_BRIEF_
All of the data is to be printed again exactly as it appears.

Referring expression pointing data
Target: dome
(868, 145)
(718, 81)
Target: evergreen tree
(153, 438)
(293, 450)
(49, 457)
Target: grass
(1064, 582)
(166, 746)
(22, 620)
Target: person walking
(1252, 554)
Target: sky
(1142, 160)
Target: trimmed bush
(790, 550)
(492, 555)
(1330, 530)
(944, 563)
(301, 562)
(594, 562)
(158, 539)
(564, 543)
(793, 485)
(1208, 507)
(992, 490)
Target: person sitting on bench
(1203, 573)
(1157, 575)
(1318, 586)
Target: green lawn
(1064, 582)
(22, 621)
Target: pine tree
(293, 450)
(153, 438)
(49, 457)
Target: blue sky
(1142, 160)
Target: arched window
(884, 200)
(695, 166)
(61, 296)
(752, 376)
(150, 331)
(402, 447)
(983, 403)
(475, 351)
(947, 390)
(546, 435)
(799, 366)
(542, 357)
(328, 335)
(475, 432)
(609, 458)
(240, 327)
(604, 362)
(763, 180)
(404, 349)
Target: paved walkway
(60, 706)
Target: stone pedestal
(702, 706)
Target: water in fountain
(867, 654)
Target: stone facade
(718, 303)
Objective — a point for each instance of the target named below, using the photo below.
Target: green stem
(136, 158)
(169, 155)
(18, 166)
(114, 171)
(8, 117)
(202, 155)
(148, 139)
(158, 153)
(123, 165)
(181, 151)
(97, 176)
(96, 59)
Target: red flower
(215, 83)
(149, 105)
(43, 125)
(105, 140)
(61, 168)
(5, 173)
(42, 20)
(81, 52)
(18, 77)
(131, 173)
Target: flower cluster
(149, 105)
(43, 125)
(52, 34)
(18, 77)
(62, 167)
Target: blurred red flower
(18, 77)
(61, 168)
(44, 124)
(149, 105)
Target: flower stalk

_SOLUTION TO THIS PROBLEM_
Target: dome
(868, 145)
(718, 81)
Target: evergreen tree
(153, 438)
(293, 450)
(49, 457)
Target: grass
(1064, 582)
(166, 746)
(22, 620)
Target: person walking
(1252, 554)
Target: sky
(1142, 160)
Target: trimmed bush
(790, 550)
(492, 555)
(1330, 530)
(944, 563)
(301, 562)
(594, 562)
(158, 539)
(564, 543)
(793, 485)
(1208, 507)
(992, 490)
Target: person sitting on bench
(1203, 573)
(1157, 575)
(1318, 586)
Target: green lawn
(1064, 582)
(22, 621)
Target: pine tree
(293, 450)
(153, 438)
(49, 457)
Target: blue sky
(1142, 160)
Target: arched window
(884, 200)
(695, 166)
(61, 296)
(752, 376)
(150, 331)
(402, 447)
(983, 403)
(475, 351)
(947, 390)
(546, 435)
(799, 366)
(542, 357)
(328, 335)
(475, 432)
(609, 458)
(240, 327)
(604, 362)
(763, 180)
(404, 349)
Target: paved walkway
(60, 706)
Target: stone pedestal
(702, 706)
Target: water in fountain
(867, 654)
Target: stone facade
(718, 303)
Objective — a point for each instance of the target named below, using the photo below.
Target: green stem
(136, 158)
(169, 155)
(18, 166)
(114, 171)
(8, 117)
(202, 155)
(148, 139)
(158, 153)
(123, 165)
(181, 151)
(97, 176)
(96, 59)
Target: red flower
(215, 83)
(149, 105)
(43, 125)
(105, 140)
(61, 168)
(5, 173)
(42, 20)
(81, 52)
(18, 77)
(131, 173)
Target: flower cluster
(149, 105)
(43, 125)
(52, 34)
(18, 77)
(62, 167)
Target: blurred red flower
(18, 77)
(61, 168)
(44, 124)
(149, 105)
Target: flower stalk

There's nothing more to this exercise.